> **What is asked**
Rewrite the lines from the first one through the line containing "POLYGON ((91 156, 86", putting "occurrence" in place of "instance" and leaving everything else as it is.

─── Input data ───

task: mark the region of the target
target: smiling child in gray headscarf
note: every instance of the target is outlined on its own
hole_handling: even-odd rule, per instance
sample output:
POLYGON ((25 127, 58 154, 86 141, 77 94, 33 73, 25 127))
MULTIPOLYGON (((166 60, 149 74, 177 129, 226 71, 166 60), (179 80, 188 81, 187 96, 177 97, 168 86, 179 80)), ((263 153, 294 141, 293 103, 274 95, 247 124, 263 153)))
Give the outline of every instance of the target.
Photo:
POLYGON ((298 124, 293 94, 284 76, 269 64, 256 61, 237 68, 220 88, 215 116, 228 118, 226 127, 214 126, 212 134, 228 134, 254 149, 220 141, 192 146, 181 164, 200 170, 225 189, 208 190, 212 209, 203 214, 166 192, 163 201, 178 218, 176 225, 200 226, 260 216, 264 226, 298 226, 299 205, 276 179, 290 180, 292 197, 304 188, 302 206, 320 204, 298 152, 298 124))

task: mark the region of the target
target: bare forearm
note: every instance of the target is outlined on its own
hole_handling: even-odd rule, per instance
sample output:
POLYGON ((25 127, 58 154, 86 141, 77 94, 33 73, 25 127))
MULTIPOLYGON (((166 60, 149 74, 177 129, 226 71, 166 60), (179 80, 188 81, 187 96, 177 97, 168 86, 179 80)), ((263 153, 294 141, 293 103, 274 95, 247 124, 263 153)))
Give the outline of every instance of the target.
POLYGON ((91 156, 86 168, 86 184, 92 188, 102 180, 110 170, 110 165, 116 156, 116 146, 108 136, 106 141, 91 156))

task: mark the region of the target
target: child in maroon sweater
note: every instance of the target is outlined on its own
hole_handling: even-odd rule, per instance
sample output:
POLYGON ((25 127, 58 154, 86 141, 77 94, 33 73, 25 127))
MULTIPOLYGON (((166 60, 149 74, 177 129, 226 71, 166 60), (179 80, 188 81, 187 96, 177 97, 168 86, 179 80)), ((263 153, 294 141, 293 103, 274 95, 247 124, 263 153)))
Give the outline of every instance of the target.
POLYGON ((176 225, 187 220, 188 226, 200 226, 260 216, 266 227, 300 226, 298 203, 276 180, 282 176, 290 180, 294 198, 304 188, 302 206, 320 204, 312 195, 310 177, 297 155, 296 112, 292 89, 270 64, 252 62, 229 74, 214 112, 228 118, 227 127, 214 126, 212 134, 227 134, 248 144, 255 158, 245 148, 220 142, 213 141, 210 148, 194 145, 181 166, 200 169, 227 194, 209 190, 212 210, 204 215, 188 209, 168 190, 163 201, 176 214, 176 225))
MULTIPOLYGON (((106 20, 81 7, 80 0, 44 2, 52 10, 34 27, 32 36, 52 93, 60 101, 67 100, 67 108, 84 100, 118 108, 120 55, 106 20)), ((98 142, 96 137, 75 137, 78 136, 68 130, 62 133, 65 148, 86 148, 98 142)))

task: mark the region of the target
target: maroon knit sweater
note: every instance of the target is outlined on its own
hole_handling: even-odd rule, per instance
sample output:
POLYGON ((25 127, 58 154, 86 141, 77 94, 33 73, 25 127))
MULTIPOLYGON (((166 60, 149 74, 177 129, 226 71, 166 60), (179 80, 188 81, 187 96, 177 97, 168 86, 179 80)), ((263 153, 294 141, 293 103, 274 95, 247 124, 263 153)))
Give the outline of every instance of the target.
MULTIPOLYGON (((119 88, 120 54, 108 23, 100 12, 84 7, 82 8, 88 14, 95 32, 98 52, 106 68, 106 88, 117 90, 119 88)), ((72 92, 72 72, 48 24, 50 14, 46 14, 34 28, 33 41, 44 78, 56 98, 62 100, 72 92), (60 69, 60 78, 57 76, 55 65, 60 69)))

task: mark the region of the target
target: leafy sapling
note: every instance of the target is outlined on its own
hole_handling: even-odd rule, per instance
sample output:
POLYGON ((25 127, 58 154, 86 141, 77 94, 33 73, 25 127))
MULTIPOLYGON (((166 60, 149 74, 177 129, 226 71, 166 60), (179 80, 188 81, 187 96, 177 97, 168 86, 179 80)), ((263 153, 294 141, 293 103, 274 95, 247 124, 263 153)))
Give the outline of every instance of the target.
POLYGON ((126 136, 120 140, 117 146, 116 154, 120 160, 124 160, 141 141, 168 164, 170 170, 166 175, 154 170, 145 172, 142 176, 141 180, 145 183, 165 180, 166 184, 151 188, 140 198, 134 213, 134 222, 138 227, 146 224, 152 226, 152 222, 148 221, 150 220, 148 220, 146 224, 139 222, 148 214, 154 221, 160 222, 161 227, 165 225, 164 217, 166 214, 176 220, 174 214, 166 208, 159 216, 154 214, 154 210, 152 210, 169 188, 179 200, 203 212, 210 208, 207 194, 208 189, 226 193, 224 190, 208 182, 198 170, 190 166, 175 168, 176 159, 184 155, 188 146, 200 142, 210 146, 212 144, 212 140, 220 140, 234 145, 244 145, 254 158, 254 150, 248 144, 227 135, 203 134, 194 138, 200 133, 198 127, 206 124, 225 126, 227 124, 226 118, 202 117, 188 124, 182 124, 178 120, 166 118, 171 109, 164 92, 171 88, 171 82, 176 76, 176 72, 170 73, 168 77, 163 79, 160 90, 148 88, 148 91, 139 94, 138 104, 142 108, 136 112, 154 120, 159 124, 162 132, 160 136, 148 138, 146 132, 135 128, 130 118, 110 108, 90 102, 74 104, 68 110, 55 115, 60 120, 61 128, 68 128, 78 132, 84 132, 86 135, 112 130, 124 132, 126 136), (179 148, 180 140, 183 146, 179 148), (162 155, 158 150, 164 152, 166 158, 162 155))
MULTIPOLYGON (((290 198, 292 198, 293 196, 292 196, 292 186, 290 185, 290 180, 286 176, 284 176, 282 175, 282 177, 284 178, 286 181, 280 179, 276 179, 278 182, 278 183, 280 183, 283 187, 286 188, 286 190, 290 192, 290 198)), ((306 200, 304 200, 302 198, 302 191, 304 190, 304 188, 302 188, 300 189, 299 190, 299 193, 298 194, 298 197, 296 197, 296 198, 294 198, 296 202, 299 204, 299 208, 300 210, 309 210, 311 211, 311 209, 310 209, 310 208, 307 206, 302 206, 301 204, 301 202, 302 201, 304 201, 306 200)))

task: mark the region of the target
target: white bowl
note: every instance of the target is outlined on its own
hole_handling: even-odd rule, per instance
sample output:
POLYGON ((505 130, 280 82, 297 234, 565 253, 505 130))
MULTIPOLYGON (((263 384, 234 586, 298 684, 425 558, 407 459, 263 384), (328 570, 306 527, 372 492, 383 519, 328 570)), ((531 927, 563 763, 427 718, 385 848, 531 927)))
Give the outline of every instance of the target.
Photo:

───

> **Reply**
task: mark the region of the target
target: smiling child in gray headscarf
note: every occurrence of the target is outlined on its own
hole_handling: even-odd rule, per occurrence
sample output:
POLYGON ((25 127, 58 154, 86 141, 77 94, 33 73, 25 127))
MULTIPOLYGON (((166 60, 149 74, 177 129, 226 71, 166 60), (179 80, 188 81, 187 96, 177 97, 168 86, 179 80)), ((263 153, 294 141, 293 103, 274 95, 247 124, 263 153)))
Give the outline of every occurrence of the target.
Photo:
POLYGON ((298 124, 293 94, 284 76, 269 64, 256 61, 237 68, 220 88, 215 116, 228 118, 226 127, 214 126, 212 134, 228 134, 254 149, 220 141, 192 146, 181 164, 200 170, 225 189, 208 190, 212 209, 203 214, 166 192, 163 201, 178 218, 176 225, 200 226, 260 216, 264 226, 298 226, 299 205, 276 179, 290 180, 292 197, 304 188, 302 206, 320 204, 298 152, 298 124))

task: mark the region of the target
target: bare forearm
note: every occurrence of the target is outlined on its own
hole_handling: even-odd rule, per occurrence
sample output:
POLYGON ((25 127, 58 154, 86 141, 77 94, 33 73, 25 127))
MULTIPOLYGON (((166 60, 149 74, 177 129, 226 71, 166 60), (179 80, 188 81, 187 96, 177 97, 168 86, 179 80)), ((263 153, 294 141, 293 103, 274 95, 247 124, 263 153)))
Give the outline of every occurrence of the target.
POLYGON ((91 156, 86 168, 86 184, 92 188, 102 180, 110 170, 110 165, 116 156, 116 146, 108 136, 106 141, 91 156))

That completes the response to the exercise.